Directions
1) According to the case summary, which high school does Student attend?
2) Copy out the case summary word for word, beginning at the words "District Wins Despite" and stopping after "relief was awarded.".

Given passage
---
District Wins Despite IEP Baseline Errors: Procedural Flaws Without Real Harm
A parent filed a due process complaint against Grossmont Union High School District alleging that her son's IEPs contained inadequate present levels of performance, inappropriate goals, and that the district failed to fully implement his special education services. While the ALJ found real errors in how the district described Student's current abilities in the 2015 IEP, those errors did not rise to a denial of a free appropriate public education because Student still made progress and Parent's ability to participate in the IEP process was not meaningfully impaired. The district prevailed on all issues and no relief was awarded.
What Happened
Student is a 17-year-old high school student at Steele Canyon High School, a charter school within Grossmont Union High School District. He is eligible for special education because of a specific learning disability and a speech and language impairment, and also struggles with executive functioning, anxiety, and self-esteem. Student was taking college preparatory classes with the goal of obtaining a regular diploma and attending college. His IEPs provided him with specialized academic instruction (a study skills support class), speech and language services, and eventually counseling for his anxiety and self-esteem challenges.
---
[Point annotation records]
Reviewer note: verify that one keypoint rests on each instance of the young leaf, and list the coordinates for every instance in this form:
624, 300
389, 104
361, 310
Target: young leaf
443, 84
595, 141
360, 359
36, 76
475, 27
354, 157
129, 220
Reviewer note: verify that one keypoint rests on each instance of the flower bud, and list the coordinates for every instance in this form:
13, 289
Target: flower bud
---
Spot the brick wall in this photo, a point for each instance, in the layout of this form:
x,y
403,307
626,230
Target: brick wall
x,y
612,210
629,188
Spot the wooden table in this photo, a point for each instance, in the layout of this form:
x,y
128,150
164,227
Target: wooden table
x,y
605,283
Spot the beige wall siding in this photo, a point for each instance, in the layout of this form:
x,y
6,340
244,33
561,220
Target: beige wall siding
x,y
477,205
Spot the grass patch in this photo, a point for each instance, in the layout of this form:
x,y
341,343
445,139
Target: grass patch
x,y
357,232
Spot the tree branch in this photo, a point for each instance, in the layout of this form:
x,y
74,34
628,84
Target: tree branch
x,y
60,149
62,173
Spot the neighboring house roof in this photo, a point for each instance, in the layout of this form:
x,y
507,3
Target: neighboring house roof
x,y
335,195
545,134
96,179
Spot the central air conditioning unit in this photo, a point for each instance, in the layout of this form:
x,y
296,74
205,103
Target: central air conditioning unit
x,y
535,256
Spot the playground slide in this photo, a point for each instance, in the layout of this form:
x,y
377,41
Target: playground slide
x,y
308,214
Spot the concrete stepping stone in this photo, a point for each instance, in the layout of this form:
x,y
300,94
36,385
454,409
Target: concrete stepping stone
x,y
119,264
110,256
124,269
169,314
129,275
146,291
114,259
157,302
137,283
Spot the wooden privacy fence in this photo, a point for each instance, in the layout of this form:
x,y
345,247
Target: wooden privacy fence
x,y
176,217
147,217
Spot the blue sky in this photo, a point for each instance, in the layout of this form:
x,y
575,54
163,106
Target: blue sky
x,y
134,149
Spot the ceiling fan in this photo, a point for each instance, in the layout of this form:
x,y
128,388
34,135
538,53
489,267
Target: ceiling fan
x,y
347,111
---
Task-by-task answers
1) Steele Canyon High School, a charter school within Grossmont Union High School District.

2)
District Wins Despite IEP Baseline Errors: Procedural Flaws Without Real Harm
A parent filed a due process complaint against Grossmont Union High School District alleging that her son's IEPs contained inadequate present levels of performance, inappropriate goals, and that the district failed to fully implement his special education services. While the ALJ found real errors in how the district described Student's current abilities in the 2015 IEP, those errors did not rise to a denial of a free appropriate public education because Student still made progress and Parent's ability to participate in the IEP process was not meaningfully impaired. The district prevailed on all issues and no relief was awarded.